▶ _Quoted passage_:
......

Saturday, September 29, 2018

The Saturday Snapshot #8: The enormous hopscotch



     Thursday was a grim day for our nation. Another grim day. The testimony of Christine Blasey Ford in the morning, composed yet tremulous, laying out her accusations of assault against Supreme Court nominee Brett Kavanaugh. Then, in the afternoon, his angry, self-pitying response. As if the aspirations of women in America were running full bore into the brick wall of entrenched patriarchal power. 
     When the dust cleared, the wall was still there. Not a scratch on it.
      About 5 p.m. I had had enough, and took the dog for a walk, running into a neighbor, walking her dog.  We strolled our neighborhood, exchanging our bewildered assessment of it all. 
      A few blocks away, we passed a pair of girls. Maybe 10. I didn't know them. "Cute dog" one of them said, and I glanced at her—freckles—smiled and thanked her. My neighbor and I stepping smoothly to the grass, so as not to trample on what they were drawing with colored chalk.
      What they had created, I saw the next morning, was an enormous hopscotch. Not the simple 8- or 10-box hopscotches typical of schoolyards, but an epic, 90 square masterpiece that went on forever, angling around the corner, taking up the better part of a block. I approached it from the reverse side, starting at 90, with radiant rays celebrating its completion. Every 10th numbers paused for the same spray of triumph. Around the corner, the creators had left their portraits, a sort of signature to the work. 
     I took the liberty of photographing the hopscotch, concerned about intrusion, but deciding the expectations of privacy on a public sidewalk are not great. Besides, it couldn't really be photographed properly: too big, too expansive for documentation. I walked away, thinking about my younger boy, and his bedroom-filling forts, constructed of yarn and blankets, requiring hours of solitary construction, solemn events of high importance, somehow, achievements that had to be respected. I wondered whether the enormous hopscotch would become a cherished part of their childhood, something the two girls would think of in future years with awe. Remember when we....?
    I didn't think about it again until Friday afternoon, when I went to walk the dog. It was raining, a cold, autumnal rain, and we didn't go as far as the hopscotch, which I imagined was being washed away at that very moment.

......

(Pointing dataset records)

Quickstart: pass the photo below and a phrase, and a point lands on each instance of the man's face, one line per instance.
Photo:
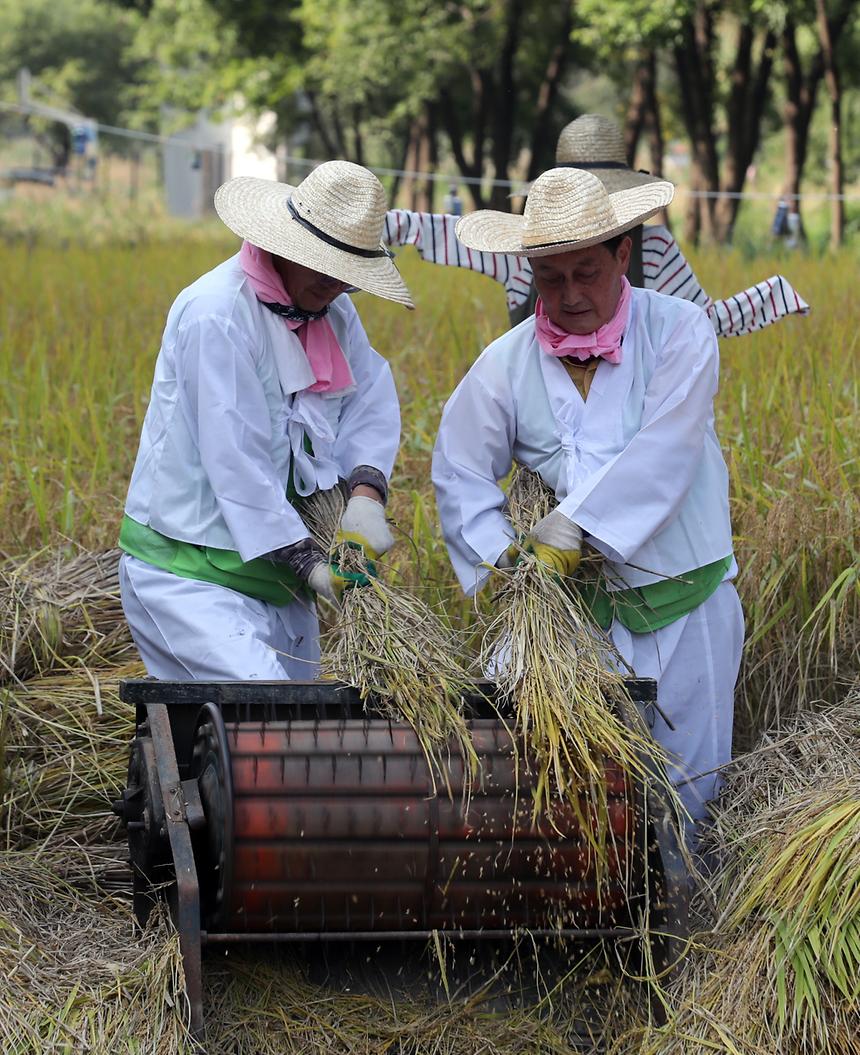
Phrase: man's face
(580, 288)
(308, 289)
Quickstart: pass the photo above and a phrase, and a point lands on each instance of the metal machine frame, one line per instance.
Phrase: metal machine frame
(163, 809)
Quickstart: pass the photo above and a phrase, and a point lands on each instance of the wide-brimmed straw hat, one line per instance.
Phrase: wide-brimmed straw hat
(332, 222)
(596, 145)
(566, 209)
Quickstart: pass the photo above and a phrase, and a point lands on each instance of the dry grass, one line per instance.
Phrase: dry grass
(55, 610)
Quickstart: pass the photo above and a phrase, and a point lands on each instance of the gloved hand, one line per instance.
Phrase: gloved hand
(555, 540)
(363, 523)
(312, 567)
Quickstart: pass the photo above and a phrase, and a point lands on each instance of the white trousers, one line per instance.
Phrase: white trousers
(694, 662)
(186, 630)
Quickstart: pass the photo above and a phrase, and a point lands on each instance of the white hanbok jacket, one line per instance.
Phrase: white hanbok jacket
(637, 465)
(229, 411)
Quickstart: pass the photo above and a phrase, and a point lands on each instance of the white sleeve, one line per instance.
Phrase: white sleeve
(225, 405)
(473, 453)
(637, 493)
(666, 269)
(368, 430)
(433, 235)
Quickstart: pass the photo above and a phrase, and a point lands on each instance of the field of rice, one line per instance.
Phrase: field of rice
(79, 330)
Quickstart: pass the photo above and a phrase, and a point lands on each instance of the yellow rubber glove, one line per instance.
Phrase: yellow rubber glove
(564, 562)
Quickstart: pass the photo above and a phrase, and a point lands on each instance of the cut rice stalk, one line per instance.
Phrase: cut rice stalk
(396, 650)
(564, 677)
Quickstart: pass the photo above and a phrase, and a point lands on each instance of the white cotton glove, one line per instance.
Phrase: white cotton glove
(557, 542)
(322, 582)
(363, 522)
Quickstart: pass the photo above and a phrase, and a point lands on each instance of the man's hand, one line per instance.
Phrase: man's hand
(556, 542)
(312, 567)
(363, 523)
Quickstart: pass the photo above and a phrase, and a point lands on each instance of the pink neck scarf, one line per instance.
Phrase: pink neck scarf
(318, 338)
(605, 342)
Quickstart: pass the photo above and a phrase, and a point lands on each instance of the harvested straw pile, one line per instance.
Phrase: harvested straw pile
(53, 609)
(390, 646)
(780, 972)
(76, 977)
(63, 756)
(561, 674)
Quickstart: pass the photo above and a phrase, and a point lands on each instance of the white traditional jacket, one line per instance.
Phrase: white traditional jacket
(229, 411)
(665, 269)
(637, 466)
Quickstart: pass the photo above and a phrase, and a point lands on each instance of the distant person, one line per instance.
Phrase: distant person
(596, 145)
(453, 203)
(266, 389)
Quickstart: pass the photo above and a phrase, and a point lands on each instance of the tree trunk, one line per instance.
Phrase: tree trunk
(447, 113)
(744, 112)
(400, 166)
(634, 118)
(320, 125)
(825, 33)
(693, 59)
(541, 149)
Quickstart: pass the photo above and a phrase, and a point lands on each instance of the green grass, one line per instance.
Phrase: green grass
(79, 331)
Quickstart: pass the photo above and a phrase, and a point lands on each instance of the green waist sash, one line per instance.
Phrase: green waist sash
(645, 609)
(259, 578)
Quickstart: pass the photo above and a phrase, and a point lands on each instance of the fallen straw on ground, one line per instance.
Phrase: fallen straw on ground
(564, 678)
(54, 609)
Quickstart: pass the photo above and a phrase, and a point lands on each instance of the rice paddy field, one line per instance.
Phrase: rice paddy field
(776, 967)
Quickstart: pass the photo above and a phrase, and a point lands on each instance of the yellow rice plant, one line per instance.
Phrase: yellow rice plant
(779, 973)
(396, 651)
(63, 756)
(564, 679)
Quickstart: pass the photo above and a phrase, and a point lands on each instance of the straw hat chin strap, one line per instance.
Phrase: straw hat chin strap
(355, 250)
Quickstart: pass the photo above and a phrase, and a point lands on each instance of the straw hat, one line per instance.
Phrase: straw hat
(595, 144)
(566, 209)
(331, 222)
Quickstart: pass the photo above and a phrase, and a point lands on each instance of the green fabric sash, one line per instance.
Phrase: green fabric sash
(259, 578)
(645, 609)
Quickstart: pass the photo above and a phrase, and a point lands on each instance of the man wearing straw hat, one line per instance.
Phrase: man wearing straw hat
(607, 392)
(595, 144)
(266, 389)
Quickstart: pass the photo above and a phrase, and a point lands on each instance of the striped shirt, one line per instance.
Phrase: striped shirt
(664, 267)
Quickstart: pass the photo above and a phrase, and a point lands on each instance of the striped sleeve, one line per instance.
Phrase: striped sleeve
(433, 235)
(667, 271)
(758, 306)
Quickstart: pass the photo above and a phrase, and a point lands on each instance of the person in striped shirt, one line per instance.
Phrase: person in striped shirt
(595, 144)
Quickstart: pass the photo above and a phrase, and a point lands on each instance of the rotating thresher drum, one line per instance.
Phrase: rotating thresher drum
(285, 811)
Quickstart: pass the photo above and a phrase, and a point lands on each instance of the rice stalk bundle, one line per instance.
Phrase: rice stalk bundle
(255, 1008)
(396, 651)
(77, 976)
(561, 674)
(56, 609)
(63, 756)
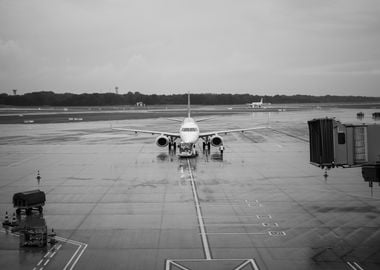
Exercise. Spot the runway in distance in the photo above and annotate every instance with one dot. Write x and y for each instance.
(256, 104)
(189, 134)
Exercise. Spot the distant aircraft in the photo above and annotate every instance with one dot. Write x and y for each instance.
(256, 104)
(189, 134)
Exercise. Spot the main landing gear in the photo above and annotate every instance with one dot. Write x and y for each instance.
(206, 145)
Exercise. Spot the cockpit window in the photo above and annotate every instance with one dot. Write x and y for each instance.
(189, 129)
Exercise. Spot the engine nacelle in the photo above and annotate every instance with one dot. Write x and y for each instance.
(162, 141)
(216, 140)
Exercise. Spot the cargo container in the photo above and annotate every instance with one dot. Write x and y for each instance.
(321, 142)
(29, 200)
(33, 232)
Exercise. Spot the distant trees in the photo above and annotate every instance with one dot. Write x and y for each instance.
(48, 98)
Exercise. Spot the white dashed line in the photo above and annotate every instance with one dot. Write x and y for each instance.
(206, 246)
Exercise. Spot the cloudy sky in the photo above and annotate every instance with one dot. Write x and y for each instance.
(262, 47)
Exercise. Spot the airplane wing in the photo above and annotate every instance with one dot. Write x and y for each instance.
(211, 133)
(153, 132)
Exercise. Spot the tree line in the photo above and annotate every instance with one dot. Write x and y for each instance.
(49, 98)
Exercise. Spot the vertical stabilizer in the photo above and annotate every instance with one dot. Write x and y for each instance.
(188, 105)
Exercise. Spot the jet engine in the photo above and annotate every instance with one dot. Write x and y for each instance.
(162, 141)
(216, 140)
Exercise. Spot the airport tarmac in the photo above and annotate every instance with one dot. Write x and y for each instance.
(117, 201)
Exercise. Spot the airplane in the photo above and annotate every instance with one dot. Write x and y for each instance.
(189, 134)
(256, 104)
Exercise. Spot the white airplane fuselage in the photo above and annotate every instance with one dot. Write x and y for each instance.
(189, 131)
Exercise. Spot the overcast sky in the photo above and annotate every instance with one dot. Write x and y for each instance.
(263, 47)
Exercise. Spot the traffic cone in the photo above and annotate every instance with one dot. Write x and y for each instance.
(52, 240)
(14, 220)
(38, 177)
(6, 219)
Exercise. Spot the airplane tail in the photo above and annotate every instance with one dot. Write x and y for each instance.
(188, 105)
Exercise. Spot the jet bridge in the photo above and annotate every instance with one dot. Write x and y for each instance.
(333, 144)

......

▶ _Tasks to complete_:
1: Edit the records from the line containing "Exercise. Spot the airplane tail" through the end of the records, swapping "annotate" for "mark" and leaving everything else as it is.
2: Resume the post about the enormous chalk hopscotch, picking up right after its last sentence.

▶ _Answers_:
1:
Exercise. Spot the airplane tail in the photo above and mark every instance with one dot. Write x and y for each instance.
(188, 105)
Exercise. Spot the jet bridge in the photo above and mark every instance with one dot. Write x and y for each instance.
(333, 144)

2:
      The rain made me glad I had photographed the enormous hopscotch during its brief existence. Less than a day. I don't know why, but the elaborate artwork encouraged me, as a kind of counterpoint to the raw political and emotional ugliness unfolding in Washington. The unpretentious ambition of the thing. The physical challenge—of course the girls must have tried to hop it, tried to make it all the way to the end, 90 squares without a misplaced step, which had to be very difficult. The creativity of its conception, the daring, the brushing aside of accepted boundaries. Imagine what people could accomplish, girls and boys, men and women, if only society didn't constraint them the way it does, crush them down with limits,  pressing with its weight of expectation, tradition, the density of lies, of men imposing their power, their strength, their fragile egos and the untruths needed to prop up those egos, to keep them from sagging under their own enormity. 
     Who knows what the future holds, and how it will look back on our sorry time? There are elderly ladies alive today born when women could not vote. Where will these girls go and how will they remember this era, so troubling to live through? The sexism and repression of this country are not relegated to history. These regressive forces are strong, here and now. We saw the anger in Kavanaugh's aggrieved outpouring. It was not the complaint of an innocent man, but the whine of the entitled, frustrated to see his smooth glide interrupted by people who aren't supposed to matter. The forces that would drive us back today control the government, pushing their program of revanchism, a return to the bad old days. Remember what this is all about: taking away self-determination from women. Finding a man who will help strip women of their rights, help hobble these girls, limit their possibilities, even before they've had a chance to skip off their block and into the wide world.
    The old ways are winning. At the moment. But they have not won. The stakes, maybe not so clear before, are becoming ever clearer. Or should be. Meanwhile, the young are coming up, forming their worlds, thinking for themselves, pushing limits, unbroken. As always, they will see how things are done, will startle at the smallness of our world, its meanness and restriction, and will imagine something larger, will seek to manifest themselves in daring and creative ways. Big, bold, ways. They will demand something different. Something better than what we settle for now. 

10 comments:

  1. This was absolutely wonderful.
    This is Sun-Times worthy material. Something that this city - this country - should read right now for bringing some purposeful and slightly hopeful reflection to our political and social madness.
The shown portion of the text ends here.